-- Begin SUPPLIED ENTRIES --

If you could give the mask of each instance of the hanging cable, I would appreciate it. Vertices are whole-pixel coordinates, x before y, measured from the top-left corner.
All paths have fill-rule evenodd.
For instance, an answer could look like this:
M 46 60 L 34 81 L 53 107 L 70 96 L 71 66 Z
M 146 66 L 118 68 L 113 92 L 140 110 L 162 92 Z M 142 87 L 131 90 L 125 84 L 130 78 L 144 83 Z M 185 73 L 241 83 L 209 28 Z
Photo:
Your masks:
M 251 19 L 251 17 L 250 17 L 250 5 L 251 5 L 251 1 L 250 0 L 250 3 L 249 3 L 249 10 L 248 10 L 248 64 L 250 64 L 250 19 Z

-- End SUPPLIED ENTRIES --

### GOAL
Reproduce every line of the listing above, word for word, with nothing altered.

### EXERCISE OUTPUT
If you could give the mask of each instance of the hanging cable, I would appreciate it. Vertices are whole-pixel coordinates, x before y, measured from the top-left corner.
All paths have fill-rule evenodd.
For instance, an answer could look like this:
M 46 60 L 34 81 L 53 107 L 70 96 L 71 66 Z
M 146 66 L 118 68 L 113 92 L 140 110 L 162 92 Z M 142 87 L 131 90 L 125 84 L 130 78 L 144 83 Z M 185 73 L 241 83 L 209 28 Z
Photo:
Your masks:
M 251 19 L 251 17 L 250 17 L 250 5 L 251 5 L 251 1 L 250 0 L 250 3 L 249 3 L 249 10 L 248 10 L 248 64 L 250 64 L 250 19 Z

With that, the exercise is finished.